▸ Trecho fornecido:

· · · · · · ·

O dólar cotado na casa dos R$ 4 (estava em R$ 3,9 ontem à tarde) foi o principal fator para a movimentação histórica de argentinos. Isso porque, historicamente, as reservas financeiras dos hermanos são na moeda norte-americana, em razão dos constantes temores com as crises econômicas e a inflação. Assim, os investimentos em pesos são sempre cautelosos.

Cartão de crédito

O recém-empossado presidente Macri anulou a sobretaxa de 35% nas compras no exterior com cartão de crédito. A medida de controle cambial foi instaurada em 2013 pelo governo de Cristina Kirchner para impedir a fuga de divisas do país e frear a desvalorização do peso. A mudança de Macri visa a abertura da economia argentina.

Controle do dólar

Logo que assumiu, Macri cumpriu uma das promessas de campanha e liberou a compra de dólares na Argentina. Desde 2011 havia controle das despesas em moeda estrangeira, estabelecido pelo governo Kirchner também com a intenção de evitar a fuga de divisas do país. Até dezembro de 2015, havia limites para compras em dólar e quem fosse viajar precisava pedir autorização do governo para adquirir a moeda estrangeira, entre outras restrições.

· · · · · · ·

▸ Dados fornecidos:

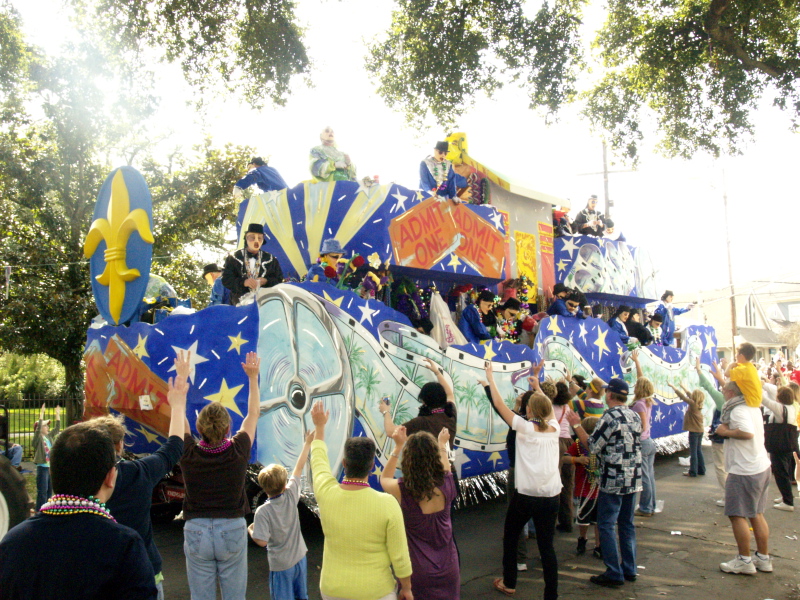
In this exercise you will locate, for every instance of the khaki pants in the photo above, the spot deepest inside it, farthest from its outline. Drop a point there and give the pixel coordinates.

· · · · · · ·

▸ Exercício curto A: Segundo o trecho fornecido, em que ano o governo de Cristina Kirchner instaurou a sobretaxa de 35% nas compras no exterior com cartão de crédito?
▸ Exercício curto B: Atualize a passagem do trecho fornecido que vai de "Logo que assumiu, Macri" até "entre outras restrições.", trocando "dezembro de 2015" por "janeiro de 2016", e escreva-a de novo.

▸ Resultado da tarefa A: Em 2013.

▸ Resultado da tarefa B:
Logo que assumiu, Macri cumpriu uma das promessas de campanha e liberou a compra de dólares na Argentina. Desde 2011 havia controle das despesas em moeda estrangeira, estabelecido pelo governo Kirchner também com a intenção de evitar a fuga de divisas do país. Até janeiro de 2016, havia limites para compras em dólar e quem fosse viajar precisava pedir autorização do governo para adquirir a moeda estrangeira, entre outras restrições.